Extracto del documento>
- - -
Consagrados en la verdad
En la oración sacerdotal de Jesús al Padre está contenido el sentido de toda nuestra existencia. “Nos ha consagrado, es decir, nos ha entregado a Dios para siempre, para que, desde Dios y en vista de Él, sirvamos a los hombres”. La vida de María Troncatti ha sido realmente consagrada en la verdad, obrando desde Dios, en comunión con Jesucristo, en el amor del Espíritu Santo. Se unió y se conformó a Jesucristo, renunciando a sí misma y viviendo en fidelidad a los compromisos que asumió en su profesión religiosa, como Hija de María Auxiliadora, viviendo como misionera en la selva amazónica.
Unida a Cristo
El vínculo con Jesús fue la constante en la historia de María Troncatti, ya desde niña y luego como joven Hija de María Auxiliadora, y creció de forma extraordinaria durante su larga marcha misionera. Este vínculo se pagó con la superación de sí misma, la renuncia no sólo al mal, sino también a los afectos y a las cosas más queridas para ella. Una poda que la marcaría hasta el final de su vida, heridas siempre abiertas, para que el don de sí fuera auténtico y no efímero o interesado: ¡el verdadero amor es un corte hasta lo más vivo, si no queremos dar más! “Se nos exige que no reclame mi vida para mí, sino que la ponga a disposición de otro, de Cristo. Que no me pregunte: ¿qué saco de ella para mí?, sino: ¿qué puedo dar por Él y así por los demás? O aún más concretamente: ¿cómo realizar esta conformación con Cristo, que no domina, sino que sirve; que no toma, sino que da”.
- - -
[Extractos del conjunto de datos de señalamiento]
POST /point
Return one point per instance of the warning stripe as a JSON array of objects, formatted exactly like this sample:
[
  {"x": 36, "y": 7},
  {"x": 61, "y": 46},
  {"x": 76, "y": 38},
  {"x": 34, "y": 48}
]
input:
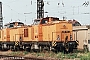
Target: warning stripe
[{"x": 54, "y": 44}]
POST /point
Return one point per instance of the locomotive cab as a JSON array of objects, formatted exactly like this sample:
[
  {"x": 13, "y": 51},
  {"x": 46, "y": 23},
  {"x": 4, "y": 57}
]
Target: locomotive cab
[{"x": 13, "y": 24}]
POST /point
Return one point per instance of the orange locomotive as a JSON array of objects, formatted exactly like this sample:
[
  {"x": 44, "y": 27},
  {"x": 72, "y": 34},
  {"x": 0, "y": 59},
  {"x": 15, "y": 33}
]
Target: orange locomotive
[{"x": 46, "y": 33}]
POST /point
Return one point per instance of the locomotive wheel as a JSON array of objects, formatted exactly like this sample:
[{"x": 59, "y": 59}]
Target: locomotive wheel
[{"x": 27, "y": 48}]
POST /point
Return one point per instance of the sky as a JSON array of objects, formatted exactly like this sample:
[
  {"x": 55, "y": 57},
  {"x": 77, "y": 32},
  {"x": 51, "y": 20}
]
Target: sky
[{"x": 14, "y": 10}]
- - -
Partes del ejercicio>
[A] Conteste, con base en el fragmento sobre María Troncatti, las siguientes preguntas, una por línea:
(i) ¿Como miembro de qué comunidad asumió sus compromisos en la profesión religiosa?
(ii) ¿En qué lugar vivió como misionera?
(iii) Según el apartado "Unida a Cristo", ¿con qué se pagó su vínculo con Jesús?
[B] Enumere todos los verbos que, en la última oración del fragmento sobre María Troncatti, indican lo que Cristo hace o no hace.
Los registros proceden de una fuente distinta.

Resultados>
[A]
(i) Como Hija de María Auxiliadora.
(ii) En la selva amazónica.
(iii) Con la superación de sí misma y la renuncia no sólo al mal, sino también a los afectos y a las cosas más queridas para ella.

[B] domina, sirve, toma, da